WORK TO COMPLETE: State, as a number alone, how many lines of the data contain the string "column".
(RECORDS PROVIDED begins)
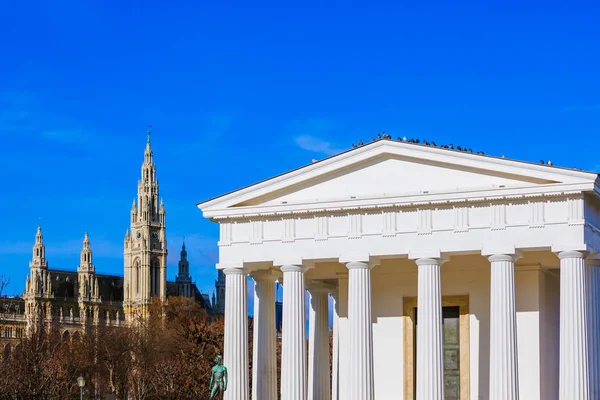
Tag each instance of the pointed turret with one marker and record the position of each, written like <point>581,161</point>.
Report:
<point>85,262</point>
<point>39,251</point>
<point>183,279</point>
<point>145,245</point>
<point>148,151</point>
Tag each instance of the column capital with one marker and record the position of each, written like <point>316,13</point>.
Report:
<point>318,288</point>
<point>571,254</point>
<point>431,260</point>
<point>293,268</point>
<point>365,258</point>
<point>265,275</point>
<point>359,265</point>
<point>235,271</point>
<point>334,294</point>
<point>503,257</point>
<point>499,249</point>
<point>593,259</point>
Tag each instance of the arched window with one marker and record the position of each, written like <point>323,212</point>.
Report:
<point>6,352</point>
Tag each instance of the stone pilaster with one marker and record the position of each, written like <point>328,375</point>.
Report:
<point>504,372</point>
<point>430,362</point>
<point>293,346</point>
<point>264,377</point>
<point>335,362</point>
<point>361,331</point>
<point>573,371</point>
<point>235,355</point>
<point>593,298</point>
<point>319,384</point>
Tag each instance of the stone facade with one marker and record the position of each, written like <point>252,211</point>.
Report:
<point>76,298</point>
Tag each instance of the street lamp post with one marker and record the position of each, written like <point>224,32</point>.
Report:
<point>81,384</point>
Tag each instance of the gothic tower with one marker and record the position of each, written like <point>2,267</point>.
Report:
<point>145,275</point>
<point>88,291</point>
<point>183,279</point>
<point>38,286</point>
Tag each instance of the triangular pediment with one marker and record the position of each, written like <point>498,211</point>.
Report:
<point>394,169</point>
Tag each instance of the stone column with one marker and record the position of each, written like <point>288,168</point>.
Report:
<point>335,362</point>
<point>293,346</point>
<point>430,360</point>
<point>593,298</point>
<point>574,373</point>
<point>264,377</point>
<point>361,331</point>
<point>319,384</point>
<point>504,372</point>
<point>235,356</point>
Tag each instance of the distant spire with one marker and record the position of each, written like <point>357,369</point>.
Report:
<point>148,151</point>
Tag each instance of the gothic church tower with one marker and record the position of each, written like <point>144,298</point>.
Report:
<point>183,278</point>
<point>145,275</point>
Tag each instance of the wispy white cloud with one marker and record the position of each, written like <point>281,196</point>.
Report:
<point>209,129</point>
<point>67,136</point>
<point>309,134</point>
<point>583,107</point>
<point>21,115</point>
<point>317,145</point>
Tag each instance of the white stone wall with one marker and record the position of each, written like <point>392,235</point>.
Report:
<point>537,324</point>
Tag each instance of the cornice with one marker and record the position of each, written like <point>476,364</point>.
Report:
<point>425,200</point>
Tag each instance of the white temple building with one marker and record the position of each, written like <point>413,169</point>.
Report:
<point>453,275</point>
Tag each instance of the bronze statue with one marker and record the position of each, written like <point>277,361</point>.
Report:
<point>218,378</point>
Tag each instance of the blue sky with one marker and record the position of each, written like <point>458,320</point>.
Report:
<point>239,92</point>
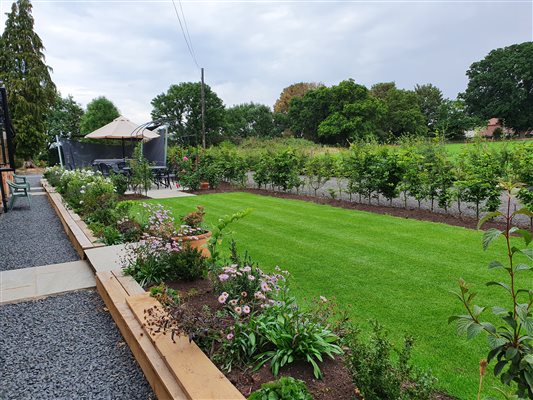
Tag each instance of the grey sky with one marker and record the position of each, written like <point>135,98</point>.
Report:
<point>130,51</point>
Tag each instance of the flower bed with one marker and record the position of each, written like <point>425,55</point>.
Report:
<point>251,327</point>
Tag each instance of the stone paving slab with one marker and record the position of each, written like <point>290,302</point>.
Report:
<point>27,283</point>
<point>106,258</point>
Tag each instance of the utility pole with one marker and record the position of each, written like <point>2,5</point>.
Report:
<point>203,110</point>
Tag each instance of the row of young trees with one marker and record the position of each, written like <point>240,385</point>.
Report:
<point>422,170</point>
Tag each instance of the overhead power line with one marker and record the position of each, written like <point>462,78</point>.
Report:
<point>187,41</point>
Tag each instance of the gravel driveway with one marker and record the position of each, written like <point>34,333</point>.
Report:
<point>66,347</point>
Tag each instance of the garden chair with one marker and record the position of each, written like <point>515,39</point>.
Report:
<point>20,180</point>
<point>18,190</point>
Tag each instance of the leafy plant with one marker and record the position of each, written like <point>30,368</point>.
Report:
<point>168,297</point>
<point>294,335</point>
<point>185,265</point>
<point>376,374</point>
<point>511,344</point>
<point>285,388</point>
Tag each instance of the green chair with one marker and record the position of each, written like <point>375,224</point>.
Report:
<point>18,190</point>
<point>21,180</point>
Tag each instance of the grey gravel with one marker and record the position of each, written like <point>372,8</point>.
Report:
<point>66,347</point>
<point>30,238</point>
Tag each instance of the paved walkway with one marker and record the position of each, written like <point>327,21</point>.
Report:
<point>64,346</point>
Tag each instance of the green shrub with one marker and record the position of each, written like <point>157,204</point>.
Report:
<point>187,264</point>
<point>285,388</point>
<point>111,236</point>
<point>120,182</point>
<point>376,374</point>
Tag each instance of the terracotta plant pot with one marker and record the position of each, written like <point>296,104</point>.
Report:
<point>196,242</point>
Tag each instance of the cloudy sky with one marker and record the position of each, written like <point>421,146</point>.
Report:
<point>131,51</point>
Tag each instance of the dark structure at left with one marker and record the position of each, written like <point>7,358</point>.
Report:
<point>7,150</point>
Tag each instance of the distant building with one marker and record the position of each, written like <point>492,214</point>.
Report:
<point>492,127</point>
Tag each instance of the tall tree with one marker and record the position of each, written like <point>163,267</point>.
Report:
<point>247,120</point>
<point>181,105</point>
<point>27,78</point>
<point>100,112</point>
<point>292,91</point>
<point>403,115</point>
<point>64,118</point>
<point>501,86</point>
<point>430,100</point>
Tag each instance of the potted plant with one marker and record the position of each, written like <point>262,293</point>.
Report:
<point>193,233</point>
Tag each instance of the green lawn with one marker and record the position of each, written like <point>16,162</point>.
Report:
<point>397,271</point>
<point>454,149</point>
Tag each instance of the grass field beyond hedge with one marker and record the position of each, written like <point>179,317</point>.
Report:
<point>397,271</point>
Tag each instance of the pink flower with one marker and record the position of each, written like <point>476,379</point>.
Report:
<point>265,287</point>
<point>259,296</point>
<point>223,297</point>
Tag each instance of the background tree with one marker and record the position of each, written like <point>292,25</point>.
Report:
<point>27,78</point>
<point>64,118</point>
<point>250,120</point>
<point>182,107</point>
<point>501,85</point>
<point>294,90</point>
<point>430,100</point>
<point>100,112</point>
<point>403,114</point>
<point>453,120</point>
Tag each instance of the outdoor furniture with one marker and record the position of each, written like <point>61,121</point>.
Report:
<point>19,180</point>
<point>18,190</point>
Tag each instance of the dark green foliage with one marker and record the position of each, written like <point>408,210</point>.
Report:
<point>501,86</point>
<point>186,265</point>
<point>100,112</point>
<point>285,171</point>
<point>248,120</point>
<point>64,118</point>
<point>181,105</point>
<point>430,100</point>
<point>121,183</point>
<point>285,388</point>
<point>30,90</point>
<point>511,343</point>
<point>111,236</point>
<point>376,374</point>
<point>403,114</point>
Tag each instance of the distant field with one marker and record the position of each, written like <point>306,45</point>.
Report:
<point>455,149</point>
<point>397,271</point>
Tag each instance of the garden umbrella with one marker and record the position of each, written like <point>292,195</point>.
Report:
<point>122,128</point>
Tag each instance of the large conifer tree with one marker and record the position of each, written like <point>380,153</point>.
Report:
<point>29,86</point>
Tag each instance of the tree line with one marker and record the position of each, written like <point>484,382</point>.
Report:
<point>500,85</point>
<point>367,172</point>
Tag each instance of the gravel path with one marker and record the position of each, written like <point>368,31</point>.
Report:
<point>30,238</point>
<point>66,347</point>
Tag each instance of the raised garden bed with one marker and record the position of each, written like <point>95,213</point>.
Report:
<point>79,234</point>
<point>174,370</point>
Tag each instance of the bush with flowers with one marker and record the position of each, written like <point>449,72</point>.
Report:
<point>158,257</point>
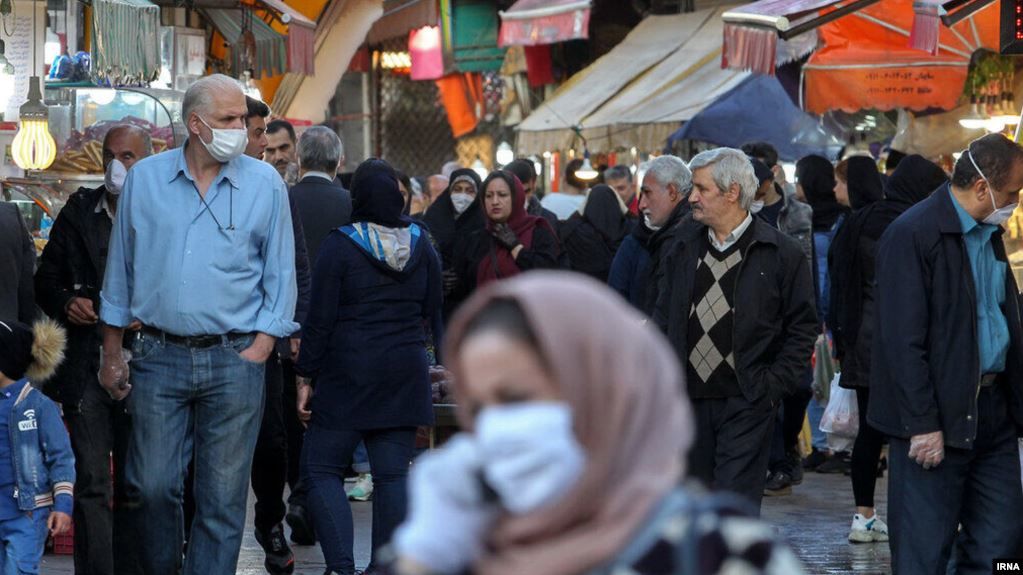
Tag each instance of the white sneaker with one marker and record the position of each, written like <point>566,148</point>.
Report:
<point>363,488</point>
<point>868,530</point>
(RECORDS PROVIDED ends)
WRITTEN SOLUTION: 2